Description of the task:
Express every line of the data below as a JSON array of strings, one string per line, skipping blank lines and leaving out the pictures.

Given data:
· · · · ·

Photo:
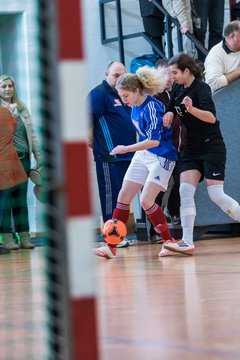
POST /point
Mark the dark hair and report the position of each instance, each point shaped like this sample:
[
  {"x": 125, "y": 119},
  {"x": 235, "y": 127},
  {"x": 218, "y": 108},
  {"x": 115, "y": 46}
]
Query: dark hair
[
  {"x": 184, "y": 61},
  {"x": 233, "y": 26}
]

· · · · ·

Response to the exercise:
[
  "Photo:",
  "POST /point",
  "Mark the dark hair and report the position of each instance, each point shaped like this sample:",
  "[",
  "  {\"x\": 125, \"y\": 119},",
  "  {\"x\": 235, \"y\": 127},",
  "  {\"x\": 218, \"y\": 108},",
  "  {\"x\": 115, \"y\": 46}",
  "]",
  "Query: dark hair",
  "[",
  "  {\"x\": 184, \"y\": 61},",
  "  {\"x\": 233, \"y\": 26}",
  "]"
]